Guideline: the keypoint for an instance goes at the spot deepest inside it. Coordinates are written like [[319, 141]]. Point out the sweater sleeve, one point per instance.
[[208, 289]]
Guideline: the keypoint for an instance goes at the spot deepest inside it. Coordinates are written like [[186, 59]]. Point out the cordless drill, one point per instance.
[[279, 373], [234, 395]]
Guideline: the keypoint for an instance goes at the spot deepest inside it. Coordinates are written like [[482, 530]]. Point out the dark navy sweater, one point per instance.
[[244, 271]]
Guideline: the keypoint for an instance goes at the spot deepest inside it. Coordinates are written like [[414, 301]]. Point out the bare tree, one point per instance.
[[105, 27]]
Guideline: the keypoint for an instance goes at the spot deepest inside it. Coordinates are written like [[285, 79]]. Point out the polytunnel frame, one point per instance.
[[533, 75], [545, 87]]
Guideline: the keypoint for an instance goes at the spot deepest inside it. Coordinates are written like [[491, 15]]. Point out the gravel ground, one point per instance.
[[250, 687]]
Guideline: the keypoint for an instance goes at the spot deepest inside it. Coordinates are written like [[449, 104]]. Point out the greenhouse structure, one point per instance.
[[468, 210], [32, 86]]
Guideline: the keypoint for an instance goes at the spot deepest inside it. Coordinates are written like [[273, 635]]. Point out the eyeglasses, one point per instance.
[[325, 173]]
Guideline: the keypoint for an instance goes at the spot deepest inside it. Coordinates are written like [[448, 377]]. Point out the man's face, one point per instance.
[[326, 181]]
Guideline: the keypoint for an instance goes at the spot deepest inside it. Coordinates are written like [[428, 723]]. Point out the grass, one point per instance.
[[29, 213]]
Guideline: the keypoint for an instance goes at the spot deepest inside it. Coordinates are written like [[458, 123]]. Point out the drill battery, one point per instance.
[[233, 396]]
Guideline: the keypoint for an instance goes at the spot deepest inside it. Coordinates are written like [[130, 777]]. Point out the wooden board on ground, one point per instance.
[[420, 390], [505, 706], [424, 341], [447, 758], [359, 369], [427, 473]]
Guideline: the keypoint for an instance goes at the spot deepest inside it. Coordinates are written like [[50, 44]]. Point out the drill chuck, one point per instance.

────────────────────────────────────────

Task to carry out: Reproduce the data in its entirety. Keep every character unchanged.

Output below:
Guideline: the keypoint for an instance goes at the spot deepest inside it. Coordinates are written like [[319, 141]]. Point out the sweater sleeve, one point per instance.
[[208, 289]]
Guideline: the keypoint for an instance goes at the spot deepest inside it. Coordinates are written like [[186, 59]]. Point out the cordless drill, one point per instance.
[[279, 373], [234, 395]]
Guideline: the keypoint for an instance goes at the spot deepest inside it. Coordinates are written like [[482, 530]]. Point out the dark navy sweater, one point per instance.
[[244, 271]]
Guideline: the keypoint for an instance goes at the spot deepest inside it. Coordinates are written like [[414, 301]]. Point out the bare tree, one point per instance.
[[105, 27]]
Guideline: the keypoint for an instance goes at the spot deepest inside it. Coordinates are written like [[285, 79]]. Point out the polytunnel frame, one point per instance.
[[533, 75], [545, 87]]
Guideline: the keypoint for an instance goes at the spot deepest inside it. Coordinates are written like [[491, 15]]. Point out the gravel ground, one point per instance.
[[250, 687]]
Guideline: the keypoint for an instance goes at the spot deepest inside it. Coordinates are written like [[449, 104]]. Point out the greenhouse structure, one point per instance.
[[468, 210], [32, 86]]
Guideline: the keypoint for an instance goes at the spot deepest inside it. Coordinates are written like [[273, 635]]. Point out the eyeglasses, one point per instance.
[[325, 173]]
Guideline: the keypoint for an instance goes at the spot deepest inside it. Coordinates are written like [[448, 377]]. Point out the man's face, one point per instance.
[[326, 181]]
Guideline: the keypoint for an instance goes at the spot deepest inside it. Coordinates are written like [[428, 723]]. Point out the grass, one point per instance.
[[29, 213]]
Guideline: the keypoint for an instance goes at the spot deepest inside it. Coordinates are written like [[458, 123]]. Point out the drill battery, one point per instance.
[[233, 396]]
Guideline: the keypoint for an instance goes at the spot deepest inside it. Coordinates are written like [[130, 777]]. Point out the wooden board on ground, one point per instance.
[[420, 390], [505, 706], [424, 341], [447, 758], [359, 369], [427, 473]]
Guideline: the keypoint for an instance goes at the spot deepest inside it. Coordinates are written like [[50, 44]]. Point out the drill chuck, one point per instance.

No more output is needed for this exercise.